++++ Reading text
Going to college is a turning point in the lives of many students. Getting there, however, takes a lot of work. After reviewing materials from all the colleges that interest you, you have to complete applications to a few final picks. On the financial side, you also have to consider whether you'll have the resources you need to go to your chosen school. As the first part of this article discussed, completing the FAFSA is often the first time students consider their financial situation.

Although the information the form asks for is relatively simple, what schools do with that information isn't quite as obvious. Knowing what sorts of financial aid packages you're likely to receive requires understanding a bit of how schools analyze your financial information to come up with a financial aid offer.

What colleges expect from you
The key to understanding how colleges use the information you provide lies in one particular calculation. Armed with your financial information, colleges calculate how much they can expect your family to contribute to your education. This figure, known as the expected family contribution (EFC), has nothing to do with how much your family actually contributes toward school expenses; instead, it's an artificial number based on a formula. Not all colleges use the same formula, however, so your EFC may vary from school to school.
++++++++
++++ Dataset section
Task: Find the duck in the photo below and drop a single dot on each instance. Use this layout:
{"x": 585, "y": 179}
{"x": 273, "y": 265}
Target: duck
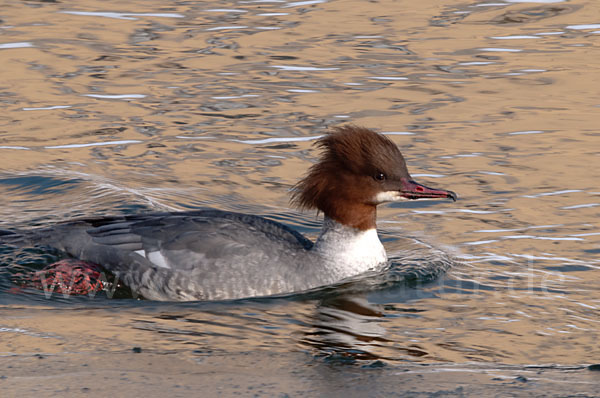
++++++++
▸ Exercise objective: In the reading on college financial aid, why can a student's expected family contribution vary from school to school?

▸ Response below: Not all colleges use the same formula to calculate it.